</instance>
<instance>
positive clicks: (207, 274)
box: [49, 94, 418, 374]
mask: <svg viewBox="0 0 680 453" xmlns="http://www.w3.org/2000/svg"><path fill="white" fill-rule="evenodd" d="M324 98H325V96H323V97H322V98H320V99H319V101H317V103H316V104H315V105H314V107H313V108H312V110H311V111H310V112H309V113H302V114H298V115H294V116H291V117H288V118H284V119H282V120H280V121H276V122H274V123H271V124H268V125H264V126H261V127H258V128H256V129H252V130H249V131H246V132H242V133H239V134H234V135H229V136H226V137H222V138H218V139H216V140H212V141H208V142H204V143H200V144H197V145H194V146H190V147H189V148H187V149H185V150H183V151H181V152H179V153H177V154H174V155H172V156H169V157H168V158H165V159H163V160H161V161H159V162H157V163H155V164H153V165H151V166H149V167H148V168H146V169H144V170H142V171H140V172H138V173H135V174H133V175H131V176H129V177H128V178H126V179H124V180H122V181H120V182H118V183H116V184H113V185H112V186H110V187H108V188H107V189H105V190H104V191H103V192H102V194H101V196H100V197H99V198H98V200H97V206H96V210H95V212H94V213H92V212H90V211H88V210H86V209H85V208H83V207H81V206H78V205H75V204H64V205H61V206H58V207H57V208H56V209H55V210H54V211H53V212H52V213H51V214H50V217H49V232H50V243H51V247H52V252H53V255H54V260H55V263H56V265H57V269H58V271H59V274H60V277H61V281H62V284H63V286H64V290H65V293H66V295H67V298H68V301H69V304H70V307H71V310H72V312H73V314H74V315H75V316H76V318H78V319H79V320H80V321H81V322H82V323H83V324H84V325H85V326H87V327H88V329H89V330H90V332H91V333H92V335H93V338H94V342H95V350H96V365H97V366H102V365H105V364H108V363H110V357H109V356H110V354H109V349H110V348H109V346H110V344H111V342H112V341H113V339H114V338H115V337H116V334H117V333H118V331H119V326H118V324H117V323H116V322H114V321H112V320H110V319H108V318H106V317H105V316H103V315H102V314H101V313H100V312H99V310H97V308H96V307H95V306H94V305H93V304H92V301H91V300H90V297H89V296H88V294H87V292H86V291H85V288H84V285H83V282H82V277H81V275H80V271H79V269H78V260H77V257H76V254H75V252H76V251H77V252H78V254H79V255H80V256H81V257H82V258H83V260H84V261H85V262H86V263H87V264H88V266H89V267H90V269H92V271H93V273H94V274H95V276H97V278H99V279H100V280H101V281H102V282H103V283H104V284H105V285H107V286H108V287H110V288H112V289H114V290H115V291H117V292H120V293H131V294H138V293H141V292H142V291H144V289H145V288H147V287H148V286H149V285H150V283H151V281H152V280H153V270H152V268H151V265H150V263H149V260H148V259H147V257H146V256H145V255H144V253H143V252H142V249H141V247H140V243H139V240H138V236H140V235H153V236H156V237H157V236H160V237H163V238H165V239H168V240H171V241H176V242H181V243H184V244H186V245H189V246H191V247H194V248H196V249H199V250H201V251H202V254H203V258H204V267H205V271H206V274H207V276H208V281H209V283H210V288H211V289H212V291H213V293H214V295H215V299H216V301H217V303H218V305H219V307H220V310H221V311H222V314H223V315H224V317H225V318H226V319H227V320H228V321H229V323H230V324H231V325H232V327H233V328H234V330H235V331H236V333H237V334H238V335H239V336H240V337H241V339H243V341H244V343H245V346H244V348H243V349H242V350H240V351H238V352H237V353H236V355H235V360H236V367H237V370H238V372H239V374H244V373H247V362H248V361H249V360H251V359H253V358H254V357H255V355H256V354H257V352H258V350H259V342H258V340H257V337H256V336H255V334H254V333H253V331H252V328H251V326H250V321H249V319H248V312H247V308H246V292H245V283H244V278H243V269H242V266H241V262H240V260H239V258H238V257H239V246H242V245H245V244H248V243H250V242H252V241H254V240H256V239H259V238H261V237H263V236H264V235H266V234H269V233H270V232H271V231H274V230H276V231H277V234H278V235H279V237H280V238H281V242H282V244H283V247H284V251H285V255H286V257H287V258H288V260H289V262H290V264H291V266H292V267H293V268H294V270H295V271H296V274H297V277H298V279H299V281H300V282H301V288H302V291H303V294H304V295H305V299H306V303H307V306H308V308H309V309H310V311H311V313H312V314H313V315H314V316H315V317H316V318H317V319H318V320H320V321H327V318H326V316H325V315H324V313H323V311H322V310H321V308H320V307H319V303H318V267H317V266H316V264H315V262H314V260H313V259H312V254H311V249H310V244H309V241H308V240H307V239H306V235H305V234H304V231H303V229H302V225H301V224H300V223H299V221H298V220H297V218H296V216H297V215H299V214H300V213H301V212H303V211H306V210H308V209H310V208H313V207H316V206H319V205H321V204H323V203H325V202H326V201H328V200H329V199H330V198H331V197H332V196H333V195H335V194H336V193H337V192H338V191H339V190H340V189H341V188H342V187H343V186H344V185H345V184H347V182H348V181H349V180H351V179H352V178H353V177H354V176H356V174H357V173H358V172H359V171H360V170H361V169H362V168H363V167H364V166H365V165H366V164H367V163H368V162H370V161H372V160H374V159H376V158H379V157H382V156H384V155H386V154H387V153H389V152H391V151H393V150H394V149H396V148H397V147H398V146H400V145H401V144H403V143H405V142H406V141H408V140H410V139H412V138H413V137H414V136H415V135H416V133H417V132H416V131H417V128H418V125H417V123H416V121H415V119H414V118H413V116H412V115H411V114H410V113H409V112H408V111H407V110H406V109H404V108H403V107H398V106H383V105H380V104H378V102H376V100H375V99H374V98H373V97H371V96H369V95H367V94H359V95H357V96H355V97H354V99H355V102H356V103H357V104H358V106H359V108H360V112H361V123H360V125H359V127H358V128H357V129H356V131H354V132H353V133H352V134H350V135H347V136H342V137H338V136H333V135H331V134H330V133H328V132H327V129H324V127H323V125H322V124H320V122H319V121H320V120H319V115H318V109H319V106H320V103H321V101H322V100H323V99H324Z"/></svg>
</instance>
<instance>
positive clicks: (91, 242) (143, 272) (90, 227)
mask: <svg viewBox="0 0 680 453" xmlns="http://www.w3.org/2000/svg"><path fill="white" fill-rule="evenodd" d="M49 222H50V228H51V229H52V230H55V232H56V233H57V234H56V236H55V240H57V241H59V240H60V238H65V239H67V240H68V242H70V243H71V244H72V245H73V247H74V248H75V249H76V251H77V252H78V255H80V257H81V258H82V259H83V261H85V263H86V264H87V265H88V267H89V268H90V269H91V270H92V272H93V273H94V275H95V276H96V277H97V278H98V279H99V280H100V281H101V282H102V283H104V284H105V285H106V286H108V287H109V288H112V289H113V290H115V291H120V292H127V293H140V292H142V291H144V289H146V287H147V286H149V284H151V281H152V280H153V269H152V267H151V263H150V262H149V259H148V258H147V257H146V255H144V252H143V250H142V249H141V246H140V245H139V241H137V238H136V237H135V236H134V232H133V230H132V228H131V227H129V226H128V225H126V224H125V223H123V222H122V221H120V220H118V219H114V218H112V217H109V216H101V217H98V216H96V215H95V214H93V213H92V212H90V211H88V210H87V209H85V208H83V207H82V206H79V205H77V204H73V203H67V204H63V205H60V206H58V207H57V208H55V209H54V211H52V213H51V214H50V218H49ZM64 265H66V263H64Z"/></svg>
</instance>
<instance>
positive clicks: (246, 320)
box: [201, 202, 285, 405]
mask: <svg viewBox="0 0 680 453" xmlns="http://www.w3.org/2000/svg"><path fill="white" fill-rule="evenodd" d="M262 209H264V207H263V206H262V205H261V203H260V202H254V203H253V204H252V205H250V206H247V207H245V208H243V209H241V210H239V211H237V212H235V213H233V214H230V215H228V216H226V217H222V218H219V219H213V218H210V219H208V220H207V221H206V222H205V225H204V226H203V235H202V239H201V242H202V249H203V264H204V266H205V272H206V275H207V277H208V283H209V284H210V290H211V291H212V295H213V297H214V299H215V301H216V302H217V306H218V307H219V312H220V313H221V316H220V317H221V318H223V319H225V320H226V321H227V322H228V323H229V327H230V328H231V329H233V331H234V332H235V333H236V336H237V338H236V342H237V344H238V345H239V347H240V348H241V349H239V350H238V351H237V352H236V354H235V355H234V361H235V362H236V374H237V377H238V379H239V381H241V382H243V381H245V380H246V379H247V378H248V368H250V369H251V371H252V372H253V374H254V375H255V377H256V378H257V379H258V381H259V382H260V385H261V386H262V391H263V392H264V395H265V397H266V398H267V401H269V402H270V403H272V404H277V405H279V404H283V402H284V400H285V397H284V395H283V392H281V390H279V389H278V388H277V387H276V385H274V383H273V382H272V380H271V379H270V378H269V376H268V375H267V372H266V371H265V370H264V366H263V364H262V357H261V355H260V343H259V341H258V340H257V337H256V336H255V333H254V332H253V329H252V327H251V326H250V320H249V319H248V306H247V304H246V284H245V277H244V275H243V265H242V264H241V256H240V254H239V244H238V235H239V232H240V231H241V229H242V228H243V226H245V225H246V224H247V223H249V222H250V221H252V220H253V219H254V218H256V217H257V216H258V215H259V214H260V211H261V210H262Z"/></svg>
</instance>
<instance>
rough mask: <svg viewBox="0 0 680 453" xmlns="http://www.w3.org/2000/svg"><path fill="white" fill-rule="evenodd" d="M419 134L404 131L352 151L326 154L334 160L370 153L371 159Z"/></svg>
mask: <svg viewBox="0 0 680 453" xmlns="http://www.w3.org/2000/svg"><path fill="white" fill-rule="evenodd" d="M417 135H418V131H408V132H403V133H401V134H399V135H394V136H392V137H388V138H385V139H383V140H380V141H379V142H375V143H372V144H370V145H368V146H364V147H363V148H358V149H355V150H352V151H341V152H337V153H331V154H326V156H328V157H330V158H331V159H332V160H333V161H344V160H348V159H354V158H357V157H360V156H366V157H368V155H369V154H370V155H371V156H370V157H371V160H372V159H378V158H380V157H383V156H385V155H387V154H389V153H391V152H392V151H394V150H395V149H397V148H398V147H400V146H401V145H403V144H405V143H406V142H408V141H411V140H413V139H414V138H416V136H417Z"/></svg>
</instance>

━━━━━━━━━━━━━━━━

Required work: Copy everything from the start of the items down to the line containing "box: [49, 94, 418, 374]", changing "positive clicks" to "foreground clicks" and leaving the rest as it is.

Solution:
</instance>
<instance>
foreground clicks: (207, 274)
box: [49, 94, 418, 374]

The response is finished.